• **ROWS**:

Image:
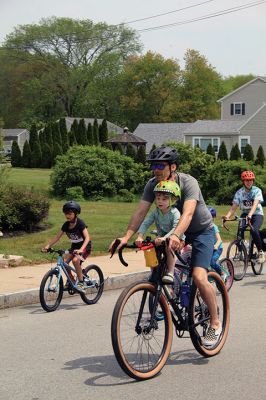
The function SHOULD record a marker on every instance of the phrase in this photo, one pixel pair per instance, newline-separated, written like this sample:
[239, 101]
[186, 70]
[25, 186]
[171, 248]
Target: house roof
[110, 126]
[126, 138]
[11, 134]
[241, 87]
[214, 126]
[158, 133]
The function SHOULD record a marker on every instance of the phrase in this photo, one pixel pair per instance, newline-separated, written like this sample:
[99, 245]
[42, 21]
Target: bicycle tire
[50, 297]
[140, 354]
[94, 276]
[199, 316]
[237, 253]
[228, 267]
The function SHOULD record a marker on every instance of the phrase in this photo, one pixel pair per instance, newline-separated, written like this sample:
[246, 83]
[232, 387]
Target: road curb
[31, 296]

• **SET EXERCISE**:
Reproduce the material above word for word, including every line of text and every coordinate pair. Omit the picture from your reproduction.

• **SOLUTION TO THIS TASK**:
Image:
The function SHOULD record a marker on every instance of the phrase in this photo, one pixel pair per instance, newline-separated, written like this sample:
[239, 101]
[186, 70]
[25, 186]
[171, 248]
Target: house roof
[110, 126]
[126, 138]
[11, 134]
[241, 87]
[214, 126]
[158, 133]
The function SHOULD record a marker on every instance of the phrase in this photo, one pixel pair per instance, newline-separated, written like this sample:
[99, 245]
[42, 21]
Target: bicycle tire
[50, 297]
[140, 354]
[94, 276]
[199, 316]
[237, 253]
[228, 267]
The function SHOULD record a marker on every instance of the phrase in this photo, one pixel pair per instance, newline-separated, written like this sample:
[246, 83]
[232, 387]
Target: road curb
[31, 296]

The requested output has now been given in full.